Start of Text shown

Due to the unpredictability of the medium/long range this year I will be holding off on long range discussions until a pattern change is set. I should predict dry/warm and then we’ll get slammed with storms at this point …

Even my own long range models are not working out with the current pattern … even at FIVE DAYS OUT …

I will be concentrating on what I can see, such as short/medium range … just as I am doing well with the system moving through today, with numerous advisories out … and a couple more will go out for the RIV/SBD Mtns for your dusting of snow later on …

This is one of the arctic type systems and it dropped too far east for much of anything good for us … I know a week or so ago I started that the SCV would have a classic I-5 corridor wind storm with the coming pattern with the northwest flow and that will be starting this evening and lasting into the night, where I have a high wind warning up.

The pattern this year is an odd one, one I have never seen, and it’ll take a lot to crunch it, meaning the jet stream must be altered by the Sun swinging back north.

Let us hope I am correct in my original thought… that after this month we start to see the storms due to that reason … because if this pattern remains locked we would be having the driest season in recorded history … and I’m not ready to throw the towel in as I still think this looks like 2005-2006 … Where storms started coming after the New Year …

HOWEVER, if you click this article (CLICK HERE) you will see that 9 days ago one of my models predicted a classic I-5 corridor wind event through the Santa Clarita Valley into Western Los Angeles County.  This is what is happening with this system tonight.  So from now on until the pattern changes, I’ll be using that model for medium to long range forecasting.  In using it, there is no doubt in my mind that the pattern will remain dry through Christmas and toward New Years.  As the ridge does try to break-down, there’s a chance of precipitation again toward New Years Eve or Day.

But I have to be realistic now and focus on January being when we’ll see the pattern shift.  The pattern shift remains able to bring arctic storms in for low elevation snowfall this season … we just need the ridge to shift west some.  These systems that are missing us to the east are indeed arctic type systems, we’re just 500 miles too far west, as has been the pattern this season thus far.

End of Text shown
Start of Given records

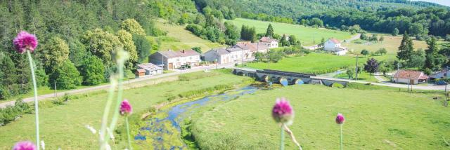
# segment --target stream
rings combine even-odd
[[[200,107],[229,101],[259,89],[249,86],[160,110],[145,123],[141,124],[138,134],[134,135],[135,142],[143,147],[154,147],[153,149],[188,149],[181,137],[180,124],[184,118],[191,116]]]

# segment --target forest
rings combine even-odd
[[[164,34],[155,19],[176,22],[196,12],[190,0],[1,1],[0,100],[32,88],[27,57],[13,47],[20,31],[38,38],[33,54],[38,86],[72,89],[107,82],[117,47],[130,53],[129,73],[149,55],[146,36]]]
[[[237,17],[264,21],[334,27],[335,29],[359,25],[365,30],[406,31],[415,36],[443,37],[450,34],[449,8],[423,1],[195,0],[195,4],[200,8],[221,11],[233,8]]]

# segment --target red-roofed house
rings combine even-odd
[[[323,50],[334,52],[338,55],[344,55],[348,52],[348,48],[342,47],[339,40],[331,38],[323,43]]]
[[[259,42],[267,46],[269,48],[278,47],[278,41],[270,37],[262,37]]]
[[[426,83],[428,81],[428,76],[420,71],[414,70],[399,70],[392,76],[392,81],[406,84],[418,84]]]
[[[148,57],[151,63],[164,66],[164,69],[179,68],[183,65],[198,66],[200,54],[193,50],[158,51]]]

End of Given records

» Tasks:
A: How would you render the sentence "This is what is happening with this system tonight." from the forecast post in Spanish?
B: Rewrite the part of the forecast post that opens with the words "Even my own" and closes with "swinging back north.", putting "northerly flow" in place of "northwest flow".

» Task responses:
A: Esto es lo que está pasando con este sistema esta noche.

B:
Even my own long range models are not working out with the current pattern … even at FIVE DAYS OUT …

I will be concentrating on what I can see, such as short/medium range … just as I am doing well with the system moving through today, with numerous advisories out … and a couple more will go out for the RIV/SBD Mtns for your dusting of snow later on …

This is one of the arctic type systems and it dropped too far east for much of anything good for us … I know a week or so ago I started that the SCV would have a classic I-5 corridor wind storm with the coming pattern with the northerly flow and that will be starting this evening and lasting into the night, where I have a high wind warning up.

The pattern this year is an odd one, one I have never seen, and it’ll take a lot to crunch it, meaning the jet stream must be altered by the Sun swinging back north.